**Document segment**
··········

2. Variables and Data Types#

Open In Colab

2.1. Overview#

This lecture introduces the fundamental concepts of variables and data types in Python, focusing on their applications within geospatial programming. Understanding these basics is essential for working with geospatial data, as variables allow you to store and manipulate information, while data types define the kind of operations you can perform on this information. This lecture will guide you through variable assignment, naming conventions, and the various data types available in Python, providing practical examples relevant to GIS.

2.2. Learning Objectives#

By the end of this lecture, you should be able to:

  • Define and use variables in Python, adhering to best practices for naming and assignment.

  • Identify and utilize various Python data types, including integers, floats, strings, booleans, lists, and dictionaries.

  • Understand how data types are used in the context of geospatial data, such as coordinates and attribute information.

  • Perform basic operations and manipulations on different data types, reinforcing your understanding of their practical applications in geospatial programming.

  • Apply the concepts of variables and data types to real-world geospatial problems, such as calculating centroids and managing attribute data.

··········

Rewrite the part of the lecture on variables and data types starting at "2.2. Learning Objectives#" and ending at "applications in geospatial programming.", substituting "spatial" for every occurrence of "geospatial".

Excerpts from point annotation data:
··········

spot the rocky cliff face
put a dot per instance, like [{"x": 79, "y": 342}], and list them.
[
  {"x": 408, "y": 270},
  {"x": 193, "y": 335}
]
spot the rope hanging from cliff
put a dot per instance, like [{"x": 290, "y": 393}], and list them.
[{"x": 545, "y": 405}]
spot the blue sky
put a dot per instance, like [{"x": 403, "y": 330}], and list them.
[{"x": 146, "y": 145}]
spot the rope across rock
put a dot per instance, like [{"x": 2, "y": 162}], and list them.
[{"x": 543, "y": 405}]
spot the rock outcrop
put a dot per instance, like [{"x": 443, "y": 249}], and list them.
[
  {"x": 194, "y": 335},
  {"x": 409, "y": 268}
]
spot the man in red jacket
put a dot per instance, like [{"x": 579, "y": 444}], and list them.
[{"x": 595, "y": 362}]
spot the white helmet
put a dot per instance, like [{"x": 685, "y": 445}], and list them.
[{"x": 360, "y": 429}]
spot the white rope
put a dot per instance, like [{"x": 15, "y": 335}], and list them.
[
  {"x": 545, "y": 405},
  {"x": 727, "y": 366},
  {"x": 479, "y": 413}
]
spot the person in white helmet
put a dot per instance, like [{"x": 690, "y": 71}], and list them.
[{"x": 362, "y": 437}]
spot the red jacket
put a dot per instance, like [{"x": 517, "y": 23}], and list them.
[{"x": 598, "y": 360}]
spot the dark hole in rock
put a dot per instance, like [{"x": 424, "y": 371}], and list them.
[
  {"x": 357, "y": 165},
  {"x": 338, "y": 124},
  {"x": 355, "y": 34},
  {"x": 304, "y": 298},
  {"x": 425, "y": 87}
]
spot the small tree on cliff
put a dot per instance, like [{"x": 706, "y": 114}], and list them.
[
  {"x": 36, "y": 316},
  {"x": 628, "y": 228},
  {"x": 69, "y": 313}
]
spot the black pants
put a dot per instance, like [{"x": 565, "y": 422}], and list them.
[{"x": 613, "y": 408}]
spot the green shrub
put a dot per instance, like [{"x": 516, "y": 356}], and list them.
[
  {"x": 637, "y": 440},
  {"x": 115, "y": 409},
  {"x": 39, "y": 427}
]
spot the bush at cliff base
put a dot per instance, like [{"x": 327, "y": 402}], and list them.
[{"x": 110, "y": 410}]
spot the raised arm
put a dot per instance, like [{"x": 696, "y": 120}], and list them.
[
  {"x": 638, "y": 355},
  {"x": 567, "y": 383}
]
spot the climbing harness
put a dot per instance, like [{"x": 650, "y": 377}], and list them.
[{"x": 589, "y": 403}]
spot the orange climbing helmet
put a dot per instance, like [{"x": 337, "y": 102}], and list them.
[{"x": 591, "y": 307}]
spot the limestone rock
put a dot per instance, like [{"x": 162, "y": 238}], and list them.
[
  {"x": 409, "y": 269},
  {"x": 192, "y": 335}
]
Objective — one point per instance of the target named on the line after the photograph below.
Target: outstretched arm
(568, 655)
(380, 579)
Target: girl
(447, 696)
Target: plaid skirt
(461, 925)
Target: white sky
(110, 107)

··········

**Response to this exercise**
2.2. Learning Objectives#

By the end of this lecture, you should be able to:

  • Define and use variables in Python, adhering to best practices for naming and assignment.

  • Identify and utilize various Python data types, including integers, floats, strings, booleans, lists, and dictionaries.

  • Understand how data types are used in the context of spatial data, such as coordinates and attribute information.

  • Perform basic operations and manipulations on different data types, reinforcing your understanding of their practical applications in spatial programming.